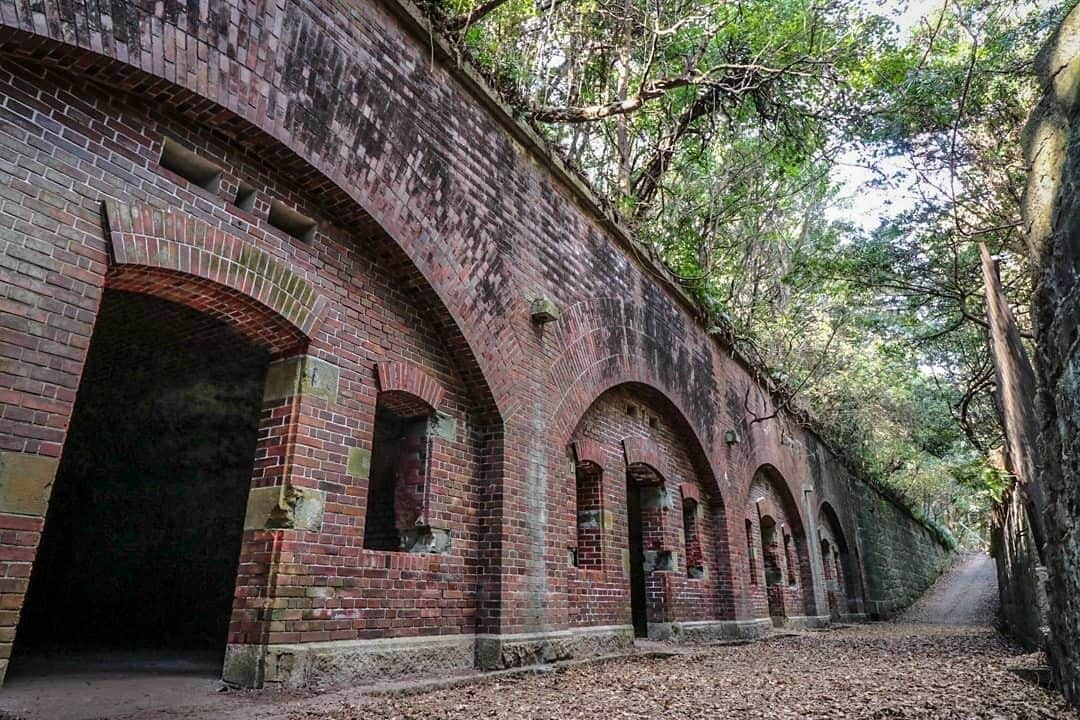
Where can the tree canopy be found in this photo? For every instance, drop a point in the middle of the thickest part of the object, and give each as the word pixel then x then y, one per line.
pixel 728 132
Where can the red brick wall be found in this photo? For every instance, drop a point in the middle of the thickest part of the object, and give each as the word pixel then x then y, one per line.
pixel 435 230
pixel 601 595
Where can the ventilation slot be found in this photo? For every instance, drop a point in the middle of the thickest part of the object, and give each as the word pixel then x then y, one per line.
pixel 245 198
pixel 288 220
pixel 187 164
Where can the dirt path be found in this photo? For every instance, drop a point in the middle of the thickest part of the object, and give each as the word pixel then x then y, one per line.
pixel 942 660
pixel 967 594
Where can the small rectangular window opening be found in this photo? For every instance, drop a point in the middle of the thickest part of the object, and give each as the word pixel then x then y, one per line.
pixel 187 164
pixel 288 220
pixel 245 198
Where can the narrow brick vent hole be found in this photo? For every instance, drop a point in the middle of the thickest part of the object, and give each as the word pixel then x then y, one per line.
pixel 288 220
pixel 187 164
pixel 245 198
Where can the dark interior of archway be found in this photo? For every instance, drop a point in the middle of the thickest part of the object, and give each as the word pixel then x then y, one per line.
pixel 143 537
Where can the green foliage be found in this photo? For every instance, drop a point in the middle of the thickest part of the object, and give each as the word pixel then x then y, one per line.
pixel 725 152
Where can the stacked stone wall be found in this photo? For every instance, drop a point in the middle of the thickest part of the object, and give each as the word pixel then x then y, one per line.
pixel 421 232
pixel 901 556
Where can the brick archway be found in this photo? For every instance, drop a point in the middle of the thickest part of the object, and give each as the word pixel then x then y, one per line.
pixel 770 500
pixel 173 256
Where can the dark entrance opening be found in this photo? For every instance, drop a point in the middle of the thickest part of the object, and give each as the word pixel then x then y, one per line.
pixel 773 570
pixel 638 599
pixel 142 541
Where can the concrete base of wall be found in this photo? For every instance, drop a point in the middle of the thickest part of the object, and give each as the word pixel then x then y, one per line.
pixel 807 622
pixel 346 661
pixel 854 617
pixel 710 630
pixel 500 651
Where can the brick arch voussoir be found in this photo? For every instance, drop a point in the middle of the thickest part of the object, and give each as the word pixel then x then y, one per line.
pixel 773 473
pixel 403 378
pixel 588 450
pixel 176 257
pixel 254 95
pixel 592 380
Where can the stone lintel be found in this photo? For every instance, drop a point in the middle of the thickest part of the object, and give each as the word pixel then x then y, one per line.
pixel 26 481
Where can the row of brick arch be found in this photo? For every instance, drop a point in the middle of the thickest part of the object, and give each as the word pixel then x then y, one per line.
pixel 163 254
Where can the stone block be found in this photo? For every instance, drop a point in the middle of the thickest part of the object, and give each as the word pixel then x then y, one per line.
pixel 359 463
pixel 280 507
pixel 543 310
pixel 26 481
pixel 424 540
pixel 444 426
pixel 662 560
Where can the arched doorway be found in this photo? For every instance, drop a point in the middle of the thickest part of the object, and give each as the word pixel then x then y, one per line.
pixel 646 524
pixel 784 588
pixel 646 500
pixel 142 543
pixel 841 579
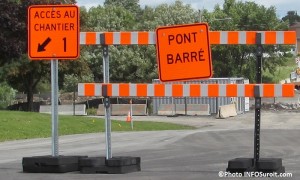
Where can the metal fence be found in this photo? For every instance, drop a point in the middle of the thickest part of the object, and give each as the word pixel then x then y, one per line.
pixel 214 102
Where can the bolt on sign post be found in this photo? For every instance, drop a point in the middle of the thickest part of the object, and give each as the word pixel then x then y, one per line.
pixel 183 52
pixel 53 32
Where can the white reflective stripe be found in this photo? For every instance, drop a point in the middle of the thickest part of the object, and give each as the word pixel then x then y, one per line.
pixel 152 38
pixel 98 89
pixel 186 90
pixel 98 37
pixel 81 89
pixel 132 90
pixel 204 90
pixel 168 90
pixel 242 37
pixel 222 90
pixel 134 38
pixel 150 90
pixel 116 38
pixel 261 90
pixel 278 90
pixel 224 37
pixel 82 37
pixel 279 37
pixel 240 90
pixel 115 90
pixel 263 37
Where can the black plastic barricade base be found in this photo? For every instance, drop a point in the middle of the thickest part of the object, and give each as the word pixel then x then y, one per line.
pixel 50 164
pixel 115 165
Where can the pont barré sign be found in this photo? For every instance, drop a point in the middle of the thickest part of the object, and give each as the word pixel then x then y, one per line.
pixel 53 32
pixel 183 52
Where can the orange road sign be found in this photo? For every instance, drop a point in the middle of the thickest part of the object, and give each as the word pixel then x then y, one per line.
pixel 183 52
pixel 53 32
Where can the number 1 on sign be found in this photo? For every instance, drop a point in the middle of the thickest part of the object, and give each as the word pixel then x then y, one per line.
pixel 65 44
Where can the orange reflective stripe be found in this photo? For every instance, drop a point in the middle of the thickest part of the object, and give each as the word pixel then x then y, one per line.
pixel 189 90
pixel 250 37
pixel 141 90
pixel 125 38
pixel 213 90
pixel 109 90
pixel 233 37
pixel 89 89
pixel 195 90
pixel 124 90
pixel 231 90
pixel 270 37
pixel 143 37
pixel 288 90
pixel 109 38
pixel 90 38
pixel 249 90
pixel 268 90
pixel 214 37
pixel 159 90
pixel 290 37
pixel 177 90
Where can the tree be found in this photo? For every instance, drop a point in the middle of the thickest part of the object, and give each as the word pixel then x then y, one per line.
pixel 292 17
pixel 15 67
pixel 132 6
pixel 132 63
pixel 232 61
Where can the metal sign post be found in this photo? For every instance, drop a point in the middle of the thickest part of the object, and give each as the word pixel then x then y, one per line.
pixel 107 103
pixel 259 53
pixel 54 106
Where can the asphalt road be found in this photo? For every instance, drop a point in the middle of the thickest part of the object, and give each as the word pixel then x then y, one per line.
pixel 193 154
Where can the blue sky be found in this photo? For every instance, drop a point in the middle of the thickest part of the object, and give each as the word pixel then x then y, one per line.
pixel 282 6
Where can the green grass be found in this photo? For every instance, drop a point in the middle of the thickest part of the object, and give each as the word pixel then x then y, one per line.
pixel 281 72
pixel 16 125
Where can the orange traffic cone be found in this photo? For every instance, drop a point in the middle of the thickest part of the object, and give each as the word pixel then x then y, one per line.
pixel 128 119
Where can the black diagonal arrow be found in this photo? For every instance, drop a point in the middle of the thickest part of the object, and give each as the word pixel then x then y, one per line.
pixel 41 47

**Activity**: The listing above is to be retyped word for word, with the pictures omitted.

**Finished task**:
Where can the tree canopy be found in this photo? For every instance, drop a point in the middle of the thickest part of the object, and give each as the word pixel then x then y, one per line.
pixel 728 132
Where can the red brick wall be found in this photo? For every instance, drop a point in the middle of the thickest part of the object, and give each as the word pixel then x then y, one per line.
pixel 435 230
pixel 601 595
Where can the ventilation slot be found in this photo? For every instance, drop a point in the middle of the thickest part of the object, and give each as the word pixel then x then y, one per line.
pixel 245 198
pixel 288 220
pixel 187 164
Where can the dirt path be found in this photo? For every instance, drop a point in the middle of the thickest part of the object, and give each as the word pixel then x then y, one per line.
pixel 942 660
pixel 967 594
Where can the small rectangular window opening be found in this photo? For every instance, drop a point in the middle of the thickest part of the object, and give each as the word pixel then x then y, one per line.
pixel 187 164
pixel 288 220
pixel 245 198
Where can the narrow brick vent hole be found in this photo? For every instance, drop a point in the middle of the thickest part of the object, and give each as the word pixel then x then y, one per line.
pixel 288 220
pixel 187 164
pixel 245 198
Where can the dark interior of archway be found in this photo? For every instance, drop a point in the middle of the thickest part of the object, and give each as the word pixel then x then y, one per line.
pixel 143 537
Where can the green foliage be found in this photo? For every instance, drop a point in the middle of the thickest part of the object, and give each as the word pixel then x then y, one per line.
pixel 725 152
Where can the stacked stone wall be found in this photo? For every instance, drop a point in the middle of the thickest part of the object, and give each as the word pixel then x then y, one per line.
pixel 421 232
pixel 901 556
Where can the brick archway be found in this photo? For every instance, drop a point in the middle of the thickest part of the object, and give each as the word pixel then x then y, one per line.
pixel 770 500
pixel 173 256
Where can the dark entrance opening be found in this photo? For every instance, drop a point in the middle of the thickest part of the object, and give each as the word pixel then x then y, one per line.
pixel 773 570
pixel 638 599
pixel 142 541
Where can the concrete base of wall be found in this photo? For every instance, drop a point in the middle of the thickest part of the object, and give each as the word pixel then x then y, one per line.
pixel 807 622
pixel 346 661
pixel 854 617
pixel 710 630
pixel 500 651
Where can the brick arch voussoir be found in this photo? For every instance, drop a point in the middle of the thickest part of the object, and give each as the word pixel then x then y, one per line.
pixel 773 473
pixel 403 378
pixel 588 450
pixel 176 257
pixel 254 95
pixel 592 380
Where can the stone lintel be found in this photo? For every instance, drop a point in the middle of the thickest part of the object, and give each as the word pixel then x then y, one per line.
pixel 26 481
Where can the row of brick arch be found in this photo? For every instance, drop a point in the middle of the thickest part of the object, and give each as the word pixel then x then y, one per line.
pixel 163 254
Where can the stone block be found in this photo? For every instance, drop a point in the middle of the thickest part of the object, and give each as the word pixel then x then y, one per line.
pixel 359 463
pixel 280 507
pixel 543 310
pixel 26 481
pixel 424 540
pixel 444 426
pixel 662 560
Where can the arched doorway be found in this photo? For every instance, drop a point in the middle of the thickest part of the object, and give each as the word pixel then x then y, one per line.
pixel 646 524
pixel 784 588
pixel 646 500
pixel 142 543
pixel 841 579
Where can the metal fence be found in this photo? For every instance, drop a point in the middle of the thickest part of the object, and give each as the word pixel then x then y, one per line.
pixel 214 102
Where can the bolt on sign post be found in this photo? For every instance, drop a point in the middle of the thickest part of the object, and give each as the word pixel then x then y, one per line.
pixel 183 52
pixel 53 32
Where can the white reflective stripe be found in this photo? For every instance, drop a point in the middle of the thickest part of the object, and give each as the word pixel then x then y, one per line.
pixel 152 38
pixel 98 89
pixel 186 90
pixel 98 37
pixel 81 89
pixel 132 90
pixel 204 90
pixel 168 90
pixel 242 37
pixel 222 90
pixel 134 38
pixel 150 90
pixel 116 38
pixel 261 90
pixel 278 90
pixel 224 37
pixel 82 37
pixel 279 37
pixel 240 90
pixel 115 90
pixel 263 37
Where can the black plastic barricade base be found in this photo? For every instance, drop a point in the middle of the thickest part of the object, and give each as the word pixel then x then y, one per line.
pixel 50 164
pixel 115 165
Where can the pont barré sign be found in this photo? For every instance, drop a point in the middle of the thickest part of the object, and give each as the word pixel then x then y, one per line.
pixel 53 32
pixel 183 52
Where can the orange road sign be found in this photo? For every instance, drop a point in the middle of the thickest part of the object, and give each as the word pixel then x then y, one per line.
pixel 183 52
pixel 53 32
Where can the number 1 on sign be found in this photo? For every instance, drop a point in the middle of the thickest part of the object, and give each as the word pixel then x then y, one per line.
pixel 65 44
Where can the orange reflective stripe be found in this photo? For every instance, drop a point in the middle of the thickest part of the object, and give each as the word pixel then x then y, one per line.
pixel 189 90
pixel 250 37
pixel 141 90
pixel 125 38
pixel 213 90
pixel 109 90
pixel 233 37
pixel 89 89
pixel 195 90
pixel 124 90
pixel 231 90
pixel 270 37
pixel 143 37
pixel 288 90
pixel 109 38
pixel 90 38
pixel 249 90
pixel 268 90
pixel 214 37
pixel 159 90
pixel 290 37
pixel 177 90
Where can the tree be found in this photo? For every instance, drop a point in the middle of the thickest part of the object, and give each as the word pixel then x then y, one per line.
pixel 292 17
pixel 15 67
pixel 132 6
pixel 132 63
pixel 232 61
Where can the metal sign post be found in this photo? For every instance, drop a point in the middle of the thickest part of the object, and give each as the word pixel then x then y, one per line.
pixel 107 103
pixel 259 53
pixel 54 106
Where can the asphalt road be found in this photo? For every instance, drop a point in the middle of the thickest part of the object, and give each as the word pixel then x then y, one per line.
pixel 193 154
Where can the blue sky be found in this photo? For every instance, drop a point in the middle of the thickest part of the object, and give each as the word pixel then x then y, one per line.
pixel 282 6
Where can the green grass be found in this photo? For every instance, drop a point in the middle of the thickest part of the object, and give each as the word pixel then x then y, one per line.
pixel 281 72
pixel 16 125
Where can the orange traffic cone be found in this photo? For every instance, drop a point in the middle of the thickest part of the object, and give each as the word pixel then x then y, one per line.
pixel 128 119
Where can the black diagonal arrow be found in this photo? For every instance, drop a point in the middle of the thickest part of the object, and give each as the word pixel then x then y, one per line.
pixel 41 47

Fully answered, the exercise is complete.